ASSIGNMENT — A line belongs in the answer if it contains "segment"; copy every such line from the entries below.

━━━━━━━━━━━━━━━━━━━━

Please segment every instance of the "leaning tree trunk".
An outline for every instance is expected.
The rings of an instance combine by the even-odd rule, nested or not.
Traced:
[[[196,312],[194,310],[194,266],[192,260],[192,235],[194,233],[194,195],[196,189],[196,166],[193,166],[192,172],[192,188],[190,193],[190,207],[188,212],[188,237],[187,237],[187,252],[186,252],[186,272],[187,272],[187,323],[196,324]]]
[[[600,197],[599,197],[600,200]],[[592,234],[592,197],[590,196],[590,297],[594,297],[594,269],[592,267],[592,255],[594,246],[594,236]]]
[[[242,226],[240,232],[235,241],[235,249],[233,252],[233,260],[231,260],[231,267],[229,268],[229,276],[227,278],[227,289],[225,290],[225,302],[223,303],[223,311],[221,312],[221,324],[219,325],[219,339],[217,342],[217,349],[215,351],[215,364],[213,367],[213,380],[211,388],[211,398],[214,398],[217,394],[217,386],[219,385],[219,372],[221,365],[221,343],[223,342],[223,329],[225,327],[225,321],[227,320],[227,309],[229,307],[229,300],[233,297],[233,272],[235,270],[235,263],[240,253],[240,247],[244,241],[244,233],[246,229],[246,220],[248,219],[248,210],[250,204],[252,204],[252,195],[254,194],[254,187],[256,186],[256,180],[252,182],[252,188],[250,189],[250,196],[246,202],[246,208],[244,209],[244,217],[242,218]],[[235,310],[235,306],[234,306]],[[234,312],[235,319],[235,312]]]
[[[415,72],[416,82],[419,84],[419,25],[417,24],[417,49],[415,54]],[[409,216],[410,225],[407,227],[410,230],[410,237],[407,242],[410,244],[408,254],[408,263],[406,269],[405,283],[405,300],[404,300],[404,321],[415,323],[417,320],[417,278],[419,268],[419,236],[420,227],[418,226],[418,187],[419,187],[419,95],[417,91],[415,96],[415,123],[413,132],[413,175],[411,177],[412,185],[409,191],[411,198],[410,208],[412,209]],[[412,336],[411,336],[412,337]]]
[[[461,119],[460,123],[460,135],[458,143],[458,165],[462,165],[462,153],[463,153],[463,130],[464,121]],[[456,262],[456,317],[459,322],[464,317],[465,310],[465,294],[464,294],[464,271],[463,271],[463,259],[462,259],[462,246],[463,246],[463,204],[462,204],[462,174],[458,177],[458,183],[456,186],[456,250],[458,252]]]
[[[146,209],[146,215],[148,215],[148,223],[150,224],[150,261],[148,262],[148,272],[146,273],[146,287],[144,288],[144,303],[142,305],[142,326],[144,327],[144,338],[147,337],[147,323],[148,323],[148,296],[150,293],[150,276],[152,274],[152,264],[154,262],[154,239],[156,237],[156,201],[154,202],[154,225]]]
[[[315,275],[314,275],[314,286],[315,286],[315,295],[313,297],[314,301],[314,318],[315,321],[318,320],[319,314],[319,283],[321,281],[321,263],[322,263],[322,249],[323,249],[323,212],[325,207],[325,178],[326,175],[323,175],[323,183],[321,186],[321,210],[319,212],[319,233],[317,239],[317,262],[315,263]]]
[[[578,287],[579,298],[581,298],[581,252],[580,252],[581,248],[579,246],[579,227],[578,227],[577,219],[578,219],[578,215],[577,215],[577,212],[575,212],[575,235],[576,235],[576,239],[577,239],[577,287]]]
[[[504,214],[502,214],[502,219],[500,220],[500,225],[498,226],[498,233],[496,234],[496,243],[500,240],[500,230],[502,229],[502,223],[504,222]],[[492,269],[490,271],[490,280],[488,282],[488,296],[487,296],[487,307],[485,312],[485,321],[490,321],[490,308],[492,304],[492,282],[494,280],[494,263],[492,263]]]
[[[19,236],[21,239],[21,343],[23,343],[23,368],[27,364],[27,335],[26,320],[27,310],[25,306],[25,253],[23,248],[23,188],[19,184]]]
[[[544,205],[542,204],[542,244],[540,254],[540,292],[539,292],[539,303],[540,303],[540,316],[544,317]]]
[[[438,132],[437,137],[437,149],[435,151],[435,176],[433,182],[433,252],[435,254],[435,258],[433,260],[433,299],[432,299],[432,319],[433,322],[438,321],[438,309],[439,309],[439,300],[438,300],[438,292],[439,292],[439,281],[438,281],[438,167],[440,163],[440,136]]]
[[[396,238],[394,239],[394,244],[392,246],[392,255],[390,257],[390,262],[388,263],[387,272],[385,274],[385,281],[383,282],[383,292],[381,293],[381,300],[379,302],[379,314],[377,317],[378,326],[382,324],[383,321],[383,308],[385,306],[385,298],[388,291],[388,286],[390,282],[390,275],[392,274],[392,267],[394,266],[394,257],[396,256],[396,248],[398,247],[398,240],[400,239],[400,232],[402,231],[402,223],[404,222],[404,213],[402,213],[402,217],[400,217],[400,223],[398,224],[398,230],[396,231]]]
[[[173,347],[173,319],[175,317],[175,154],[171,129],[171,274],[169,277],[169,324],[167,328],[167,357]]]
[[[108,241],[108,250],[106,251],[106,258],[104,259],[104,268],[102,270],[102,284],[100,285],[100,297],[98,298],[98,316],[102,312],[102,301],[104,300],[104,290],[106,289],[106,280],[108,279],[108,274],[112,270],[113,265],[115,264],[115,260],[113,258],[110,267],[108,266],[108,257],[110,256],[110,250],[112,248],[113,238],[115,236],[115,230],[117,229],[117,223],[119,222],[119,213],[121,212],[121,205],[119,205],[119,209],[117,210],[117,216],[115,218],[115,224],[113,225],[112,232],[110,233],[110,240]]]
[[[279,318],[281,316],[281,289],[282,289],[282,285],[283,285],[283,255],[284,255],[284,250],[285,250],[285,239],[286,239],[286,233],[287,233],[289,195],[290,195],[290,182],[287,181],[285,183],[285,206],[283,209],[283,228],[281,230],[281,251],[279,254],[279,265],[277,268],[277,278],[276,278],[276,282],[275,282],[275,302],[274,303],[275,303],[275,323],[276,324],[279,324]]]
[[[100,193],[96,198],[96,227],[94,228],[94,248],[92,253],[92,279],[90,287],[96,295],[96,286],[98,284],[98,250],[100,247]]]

━━━━━━━━━━━━━━━━━━━━

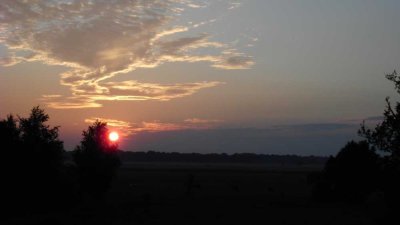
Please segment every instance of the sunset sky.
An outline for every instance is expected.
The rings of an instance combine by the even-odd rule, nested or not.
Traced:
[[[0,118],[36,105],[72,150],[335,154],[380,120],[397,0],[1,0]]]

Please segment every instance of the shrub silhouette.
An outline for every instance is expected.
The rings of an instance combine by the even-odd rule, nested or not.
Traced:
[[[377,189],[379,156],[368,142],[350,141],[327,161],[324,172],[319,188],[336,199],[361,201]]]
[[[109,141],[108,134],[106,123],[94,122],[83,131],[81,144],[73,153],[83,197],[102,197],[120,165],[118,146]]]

━━━━━━━━━━━━━━━━━━━━

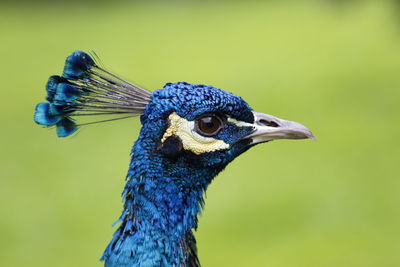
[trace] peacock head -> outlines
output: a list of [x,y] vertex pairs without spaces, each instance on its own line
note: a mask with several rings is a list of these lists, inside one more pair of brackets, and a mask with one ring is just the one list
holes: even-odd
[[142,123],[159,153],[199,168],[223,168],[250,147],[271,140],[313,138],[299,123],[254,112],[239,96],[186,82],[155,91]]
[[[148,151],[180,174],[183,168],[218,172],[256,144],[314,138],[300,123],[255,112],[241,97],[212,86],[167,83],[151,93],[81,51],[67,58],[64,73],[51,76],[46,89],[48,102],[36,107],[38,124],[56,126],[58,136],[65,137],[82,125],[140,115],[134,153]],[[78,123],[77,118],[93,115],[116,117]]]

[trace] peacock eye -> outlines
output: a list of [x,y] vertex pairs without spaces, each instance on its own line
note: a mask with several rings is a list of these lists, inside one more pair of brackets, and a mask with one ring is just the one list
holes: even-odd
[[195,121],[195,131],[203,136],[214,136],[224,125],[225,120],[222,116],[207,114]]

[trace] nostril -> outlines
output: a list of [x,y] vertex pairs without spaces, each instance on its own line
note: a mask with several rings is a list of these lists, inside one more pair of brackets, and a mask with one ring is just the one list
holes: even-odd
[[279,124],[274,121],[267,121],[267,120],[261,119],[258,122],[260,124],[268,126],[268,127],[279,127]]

━━━━━━━━━━━━━━━━━━━━

ANSWER TO THE PROBLEM —
Please segment every instance of the "leaning tree trunk".
Please segment every instance of the sunset sky.
Please segment every instance of the shrub silhouette.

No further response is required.